# Problem requirements
Your task is to copy each line of the records that includes the string "bowl".
*** Opening Data to examine ***
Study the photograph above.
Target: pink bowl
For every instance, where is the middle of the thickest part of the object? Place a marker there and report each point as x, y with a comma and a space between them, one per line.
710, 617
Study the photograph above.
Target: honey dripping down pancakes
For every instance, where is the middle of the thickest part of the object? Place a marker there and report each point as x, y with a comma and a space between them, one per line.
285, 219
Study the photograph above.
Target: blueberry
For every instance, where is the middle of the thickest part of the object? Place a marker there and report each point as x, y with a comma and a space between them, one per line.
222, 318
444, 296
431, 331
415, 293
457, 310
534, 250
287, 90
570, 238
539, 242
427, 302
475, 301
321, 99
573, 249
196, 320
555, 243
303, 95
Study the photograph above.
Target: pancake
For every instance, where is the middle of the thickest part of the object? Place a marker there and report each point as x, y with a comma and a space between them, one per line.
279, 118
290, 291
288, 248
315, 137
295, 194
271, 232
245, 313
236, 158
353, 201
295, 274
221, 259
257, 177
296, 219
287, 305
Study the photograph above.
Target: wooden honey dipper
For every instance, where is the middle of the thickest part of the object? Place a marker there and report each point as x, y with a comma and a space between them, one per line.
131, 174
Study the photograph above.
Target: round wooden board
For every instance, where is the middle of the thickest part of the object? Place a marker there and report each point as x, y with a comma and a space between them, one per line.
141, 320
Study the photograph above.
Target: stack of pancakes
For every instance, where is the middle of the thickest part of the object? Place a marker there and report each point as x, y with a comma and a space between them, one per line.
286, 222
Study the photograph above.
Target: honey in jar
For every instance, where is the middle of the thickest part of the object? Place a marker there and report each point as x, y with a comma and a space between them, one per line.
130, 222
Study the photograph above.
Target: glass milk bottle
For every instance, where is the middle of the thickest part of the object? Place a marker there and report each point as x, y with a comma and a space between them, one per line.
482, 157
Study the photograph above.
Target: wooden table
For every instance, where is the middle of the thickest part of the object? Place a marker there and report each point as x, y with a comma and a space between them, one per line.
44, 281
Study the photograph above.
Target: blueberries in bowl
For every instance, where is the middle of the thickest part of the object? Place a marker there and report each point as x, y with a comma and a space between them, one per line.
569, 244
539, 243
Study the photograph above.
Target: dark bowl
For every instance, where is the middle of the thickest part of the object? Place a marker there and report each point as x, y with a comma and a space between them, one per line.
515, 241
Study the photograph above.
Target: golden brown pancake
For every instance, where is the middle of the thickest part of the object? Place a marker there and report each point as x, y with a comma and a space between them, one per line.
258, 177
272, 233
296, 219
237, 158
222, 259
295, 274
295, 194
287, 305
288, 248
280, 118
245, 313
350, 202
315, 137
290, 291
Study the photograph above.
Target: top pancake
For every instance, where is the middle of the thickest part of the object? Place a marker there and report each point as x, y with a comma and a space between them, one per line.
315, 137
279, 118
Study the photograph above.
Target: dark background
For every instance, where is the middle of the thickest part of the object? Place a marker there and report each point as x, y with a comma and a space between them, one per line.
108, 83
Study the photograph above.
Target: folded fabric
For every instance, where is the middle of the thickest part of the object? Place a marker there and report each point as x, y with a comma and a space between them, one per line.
*** Closing Data to examine ***
# Task result
Target: pink bowl
Target: blueberries in bowl
Target: dark bowl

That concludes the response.